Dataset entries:
►
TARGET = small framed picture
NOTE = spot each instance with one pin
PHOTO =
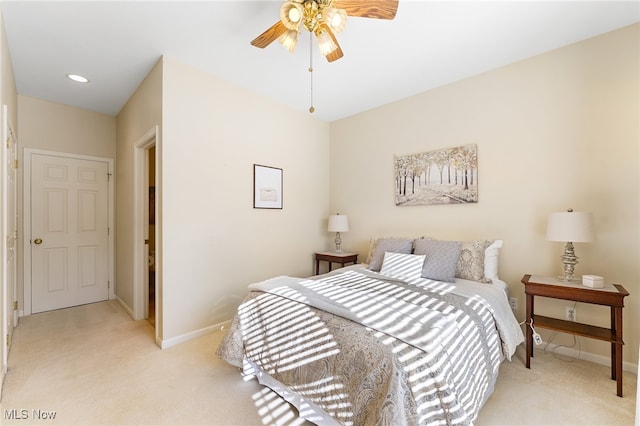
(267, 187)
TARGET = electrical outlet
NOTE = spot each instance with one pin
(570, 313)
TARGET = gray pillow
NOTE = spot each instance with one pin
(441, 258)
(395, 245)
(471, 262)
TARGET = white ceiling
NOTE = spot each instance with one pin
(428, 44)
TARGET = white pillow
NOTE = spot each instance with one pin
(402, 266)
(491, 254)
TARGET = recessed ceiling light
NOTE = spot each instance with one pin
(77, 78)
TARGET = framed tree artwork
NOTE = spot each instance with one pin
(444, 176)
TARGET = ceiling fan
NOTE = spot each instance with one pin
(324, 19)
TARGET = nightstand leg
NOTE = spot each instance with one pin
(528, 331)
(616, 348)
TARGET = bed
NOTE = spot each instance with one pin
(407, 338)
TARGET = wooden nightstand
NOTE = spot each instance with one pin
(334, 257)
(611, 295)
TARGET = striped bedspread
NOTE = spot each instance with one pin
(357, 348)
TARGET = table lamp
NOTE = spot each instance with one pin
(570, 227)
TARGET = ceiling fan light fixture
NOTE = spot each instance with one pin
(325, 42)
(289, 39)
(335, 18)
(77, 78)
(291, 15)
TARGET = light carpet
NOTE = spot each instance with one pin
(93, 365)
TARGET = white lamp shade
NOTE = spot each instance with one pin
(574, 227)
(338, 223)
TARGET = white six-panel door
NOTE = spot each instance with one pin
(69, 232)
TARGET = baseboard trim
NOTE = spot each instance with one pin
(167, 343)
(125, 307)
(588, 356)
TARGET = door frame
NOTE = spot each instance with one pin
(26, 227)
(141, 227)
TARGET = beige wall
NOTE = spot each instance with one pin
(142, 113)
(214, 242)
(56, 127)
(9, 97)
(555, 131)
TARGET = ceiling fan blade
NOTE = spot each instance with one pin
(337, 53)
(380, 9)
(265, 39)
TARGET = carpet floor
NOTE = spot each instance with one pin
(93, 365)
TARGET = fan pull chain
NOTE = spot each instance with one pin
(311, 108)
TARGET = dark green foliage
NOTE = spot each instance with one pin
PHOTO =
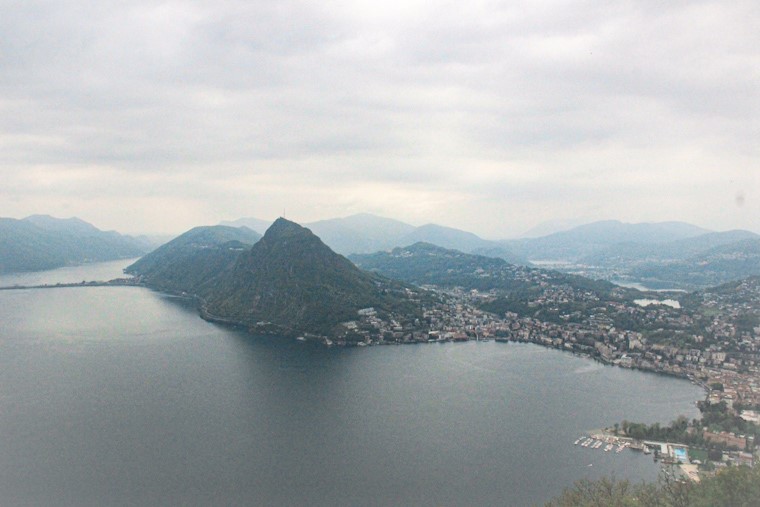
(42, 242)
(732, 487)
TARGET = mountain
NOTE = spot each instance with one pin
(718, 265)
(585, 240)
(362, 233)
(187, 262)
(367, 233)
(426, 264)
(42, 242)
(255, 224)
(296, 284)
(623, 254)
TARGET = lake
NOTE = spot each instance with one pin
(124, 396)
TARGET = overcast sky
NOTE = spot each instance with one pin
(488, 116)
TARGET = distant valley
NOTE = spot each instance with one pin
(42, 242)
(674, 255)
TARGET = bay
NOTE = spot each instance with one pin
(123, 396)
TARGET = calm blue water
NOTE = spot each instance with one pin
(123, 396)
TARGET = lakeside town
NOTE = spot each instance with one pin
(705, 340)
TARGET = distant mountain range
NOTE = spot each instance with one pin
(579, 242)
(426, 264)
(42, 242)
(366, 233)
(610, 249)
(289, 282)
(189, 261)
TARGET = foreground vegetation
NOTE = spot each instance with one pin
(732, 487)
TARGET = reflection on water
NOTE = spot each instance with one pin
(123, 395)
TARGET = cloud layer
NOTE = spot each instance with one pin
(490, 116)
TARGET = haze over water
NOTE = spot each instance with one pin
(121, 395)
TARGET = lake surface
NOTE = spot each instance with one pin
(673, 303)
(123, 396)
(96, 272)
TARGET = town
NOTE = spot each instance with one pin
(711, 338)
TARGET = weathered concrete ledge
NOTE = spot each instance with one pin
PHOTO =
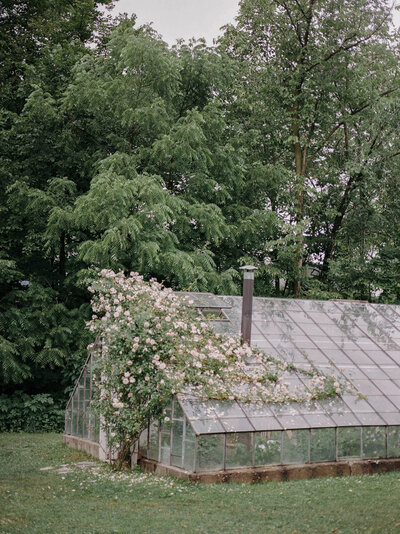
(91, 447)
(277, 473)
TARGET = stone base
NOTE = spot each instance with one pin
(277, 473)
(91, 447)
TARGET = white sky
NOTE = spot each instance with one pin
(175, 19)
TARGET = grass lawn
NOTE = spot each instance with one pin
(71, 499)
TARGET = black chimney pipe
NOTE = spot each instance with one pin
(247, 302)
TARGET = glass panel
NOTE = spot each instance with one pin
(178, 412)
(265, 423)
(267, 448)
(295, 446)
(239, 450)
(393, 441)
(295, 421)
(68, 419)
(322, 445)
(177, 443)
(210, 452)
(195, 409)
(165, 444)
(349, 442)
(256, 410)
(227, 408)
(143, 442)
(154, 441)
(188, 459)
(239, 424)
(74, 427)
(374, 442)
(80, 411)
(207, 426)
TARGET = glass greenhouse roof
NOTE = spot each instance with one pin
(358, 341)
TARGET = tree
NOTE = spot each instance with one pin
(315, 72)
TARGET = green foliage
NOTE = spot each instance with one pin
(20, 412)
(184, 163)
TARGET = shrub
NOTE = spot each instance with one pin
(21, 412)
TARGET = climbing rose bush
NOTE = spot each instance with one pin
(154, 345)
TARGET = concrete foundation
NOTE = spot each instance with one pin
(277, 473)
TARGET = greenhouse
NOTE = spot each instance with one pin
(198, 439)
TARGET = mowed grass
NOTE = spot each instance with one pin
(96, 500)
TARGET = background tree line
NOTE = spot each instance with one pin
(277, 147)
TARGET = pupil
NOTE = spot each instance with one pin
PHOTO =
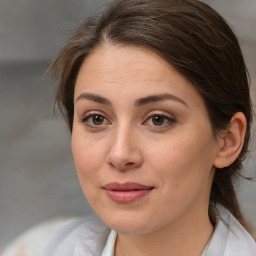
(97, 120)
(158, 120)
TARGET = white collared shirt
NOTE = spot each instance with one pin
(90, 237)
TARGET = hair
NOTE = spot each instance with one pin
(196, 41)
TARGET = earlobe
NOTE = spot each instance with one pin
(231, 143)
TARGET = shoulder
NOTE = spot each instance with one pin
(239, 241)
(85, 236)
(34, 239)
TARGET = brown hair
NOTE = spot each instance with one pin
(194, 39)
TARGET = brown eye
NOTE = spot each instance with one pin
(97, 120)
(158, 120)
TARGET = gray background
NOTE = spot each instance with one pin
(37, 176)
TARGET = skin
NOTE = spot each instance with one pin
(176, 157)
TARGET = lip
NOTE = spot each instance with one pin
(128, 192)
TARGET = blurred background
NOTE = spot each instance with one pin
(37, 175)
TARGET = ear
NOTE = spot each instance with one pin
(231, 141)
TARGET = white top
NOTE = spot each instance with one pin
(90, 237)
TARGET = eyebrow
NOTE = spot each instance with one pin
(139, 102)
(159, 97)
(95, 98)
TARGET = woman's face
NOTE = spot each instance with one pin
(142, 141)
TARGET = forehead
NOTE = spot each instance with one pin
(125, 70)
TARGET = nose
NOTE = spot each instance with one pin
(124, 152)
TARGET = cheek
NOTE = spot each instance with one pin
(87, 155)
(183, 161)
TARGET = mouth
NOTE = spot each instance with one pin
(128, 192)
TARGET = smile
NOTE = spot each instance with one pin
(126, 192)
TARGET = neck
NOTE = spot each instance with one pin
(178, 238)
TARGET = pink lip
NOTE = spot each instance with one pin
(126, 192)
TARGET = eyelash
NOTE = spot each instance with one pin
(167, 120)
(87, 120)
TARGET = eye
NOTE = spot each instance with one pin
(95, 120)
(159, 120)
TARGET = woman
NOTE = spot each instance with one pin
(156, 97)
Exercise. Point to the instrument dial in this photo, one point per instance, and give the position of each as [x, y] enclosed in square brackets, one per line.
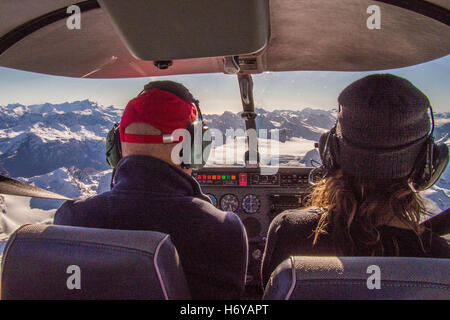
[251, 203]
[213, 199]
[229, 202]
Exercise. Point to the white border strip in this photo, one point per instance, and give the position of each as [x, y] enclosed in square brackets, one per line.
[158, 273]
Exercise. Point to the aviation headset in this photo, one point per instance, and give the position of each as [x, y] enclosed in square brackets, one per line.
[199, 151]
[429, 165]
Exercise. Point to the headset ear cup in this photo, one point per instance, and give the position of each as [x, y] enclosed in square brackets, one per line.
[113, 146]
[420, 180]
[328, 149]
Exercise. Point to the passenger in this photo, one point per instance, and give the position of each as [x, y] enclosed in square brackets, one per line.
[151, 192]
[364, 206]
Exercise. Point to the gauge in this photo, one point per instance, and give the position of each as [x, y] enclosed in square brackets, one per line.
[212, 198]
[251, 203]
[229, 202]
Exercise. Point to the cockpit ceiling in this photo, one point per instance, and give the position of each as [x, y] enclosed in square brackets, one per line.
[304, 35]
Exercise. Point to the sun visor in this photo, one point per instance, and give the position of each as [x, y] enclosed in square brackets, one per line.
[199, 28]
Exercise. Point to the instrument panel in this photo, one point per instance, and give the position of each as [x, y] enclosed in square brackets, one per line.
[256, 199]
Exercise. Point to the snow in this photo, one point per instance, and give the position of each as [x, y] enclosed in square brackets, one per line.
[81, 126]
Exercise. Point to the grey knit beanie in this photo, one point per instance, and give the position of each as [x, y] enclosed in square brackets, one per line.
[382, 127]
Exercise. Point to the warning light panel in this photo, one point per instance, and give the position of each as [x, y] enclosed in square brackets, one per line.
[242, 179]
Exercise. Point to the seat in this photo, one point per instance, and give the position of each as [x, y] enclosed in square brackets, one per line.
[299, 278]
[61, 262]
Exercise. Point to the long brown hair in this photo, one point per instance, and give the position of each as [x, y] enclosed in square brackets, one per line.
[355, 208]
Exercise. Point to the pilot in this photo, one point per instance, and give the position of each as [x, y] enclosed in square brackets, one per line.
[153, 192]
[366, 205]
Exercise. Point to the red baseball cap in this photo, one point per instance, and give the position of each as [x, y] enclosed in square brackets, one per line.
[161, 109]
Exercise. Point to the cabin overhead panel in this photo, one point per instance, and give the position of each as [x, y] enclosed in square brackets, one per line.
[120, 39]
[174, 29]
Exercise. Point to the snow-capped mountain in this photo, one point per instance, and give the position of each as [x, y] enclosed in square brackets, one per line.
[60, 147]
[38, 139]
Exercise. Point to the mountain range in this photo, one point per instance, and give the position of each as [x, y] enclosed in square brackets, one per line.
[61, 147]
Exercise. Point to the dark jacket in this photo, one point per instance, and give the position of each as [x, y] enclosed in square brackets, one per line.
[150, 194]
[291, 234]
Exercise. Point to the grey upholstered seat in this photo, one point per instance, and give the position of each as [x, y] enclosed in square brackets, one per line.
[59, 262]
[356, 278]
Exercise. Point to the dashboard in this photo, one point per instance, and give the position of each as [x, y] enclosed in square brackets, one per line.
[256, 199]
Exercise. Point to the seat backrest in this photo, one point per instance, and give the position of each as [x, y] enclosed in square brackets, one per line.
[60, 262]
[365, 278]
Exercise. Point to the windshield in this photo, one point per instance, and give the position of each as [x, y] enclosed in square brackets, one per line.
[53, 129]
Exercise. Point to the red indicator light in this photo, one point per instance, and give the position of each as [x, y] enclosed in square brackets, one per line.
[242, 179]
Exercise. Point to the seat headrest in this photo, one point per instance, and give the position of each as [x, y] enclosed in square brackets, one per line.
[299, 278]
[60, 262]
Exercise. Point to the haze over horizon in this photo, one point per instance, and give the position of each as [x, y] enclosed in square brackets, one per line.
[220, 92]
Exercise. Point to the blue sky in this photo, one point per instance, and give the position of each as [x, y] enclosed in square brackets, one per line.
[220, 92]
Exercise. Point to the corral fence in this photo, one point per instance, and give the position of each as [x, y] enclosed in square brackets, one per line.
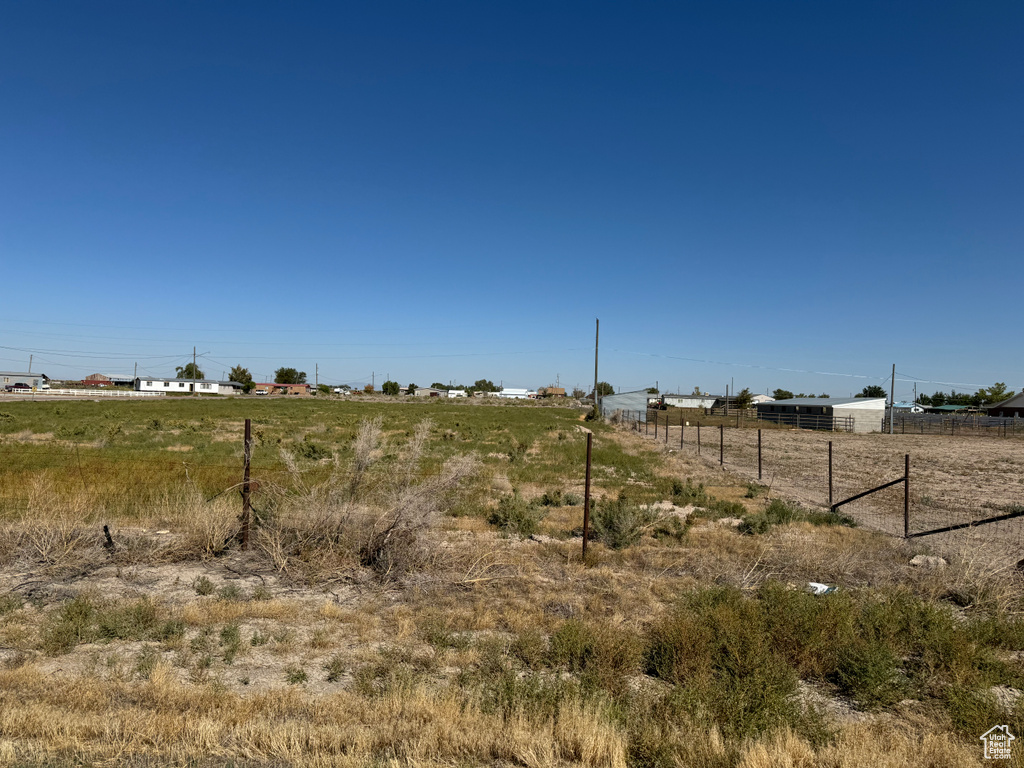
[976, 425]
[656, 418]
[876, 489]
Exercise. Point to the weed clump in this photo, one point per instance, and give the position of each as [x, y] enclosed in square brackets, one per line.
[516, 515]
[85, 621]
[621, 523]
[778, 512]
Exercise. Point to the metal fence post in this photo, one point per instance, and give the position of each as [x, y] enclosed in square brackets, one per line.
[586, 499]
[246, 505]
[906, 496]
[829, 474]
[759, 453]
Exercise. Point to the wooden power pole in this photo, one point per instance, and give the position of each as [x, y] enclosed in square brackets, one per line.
◄
■ **Set problem**
Scale the stretch from the line containing "Exercise. Point to the seat headrest" through the end of the entries. Repeat every line, requests included, with each x and y coordinate in the answers multiplied by 1.3 and rounded to a whole number (halves up), and leave the pictures out.

■ **Right answer**
Exercise. Point to the seat headrest in this photo, one point per instance, and give the position of each as [x, y] enclosed in square brackets, one per line.
[389, 361]
[78, 341]
Exercise. Point to the haze over horizon in this photo, one point per instance, and give the position of each as [x, y] enclosed in square brackets, one per line.
[286, 120]
Exercise. Point to the blue sky in this photo, one point per instance, and give the position of each as [x, y] enclosed in square brackets, one per line.
[286, 120]
Exercise. Point to the corral fence in this photo, one point per instance, and give the position of each as [x, y] enclosed in square brackets, one per line.
[1269, 553]
[853, 543]
[1139, 636]
Exercise. Point to the weed clump in this photo, one point per instance, and give the position of each as [x, y] enclosed in square brackets, one per line.
[671, 670]
[111, 807]
[807, 680]
[1011, 666]
Exercise. Point to the metal fence post in this photo, one point per instance, and give the position of each as [x, y] enclosed in square brackets, one per line.
[762, 649]
[320, 657]
[1178, 645]
[1078, 616]
[987, 589]
Exercise. Point to the wooden power pole in this photo, one point per instance, and give the position of each as [x, y] enclosed in square brackets, one per line.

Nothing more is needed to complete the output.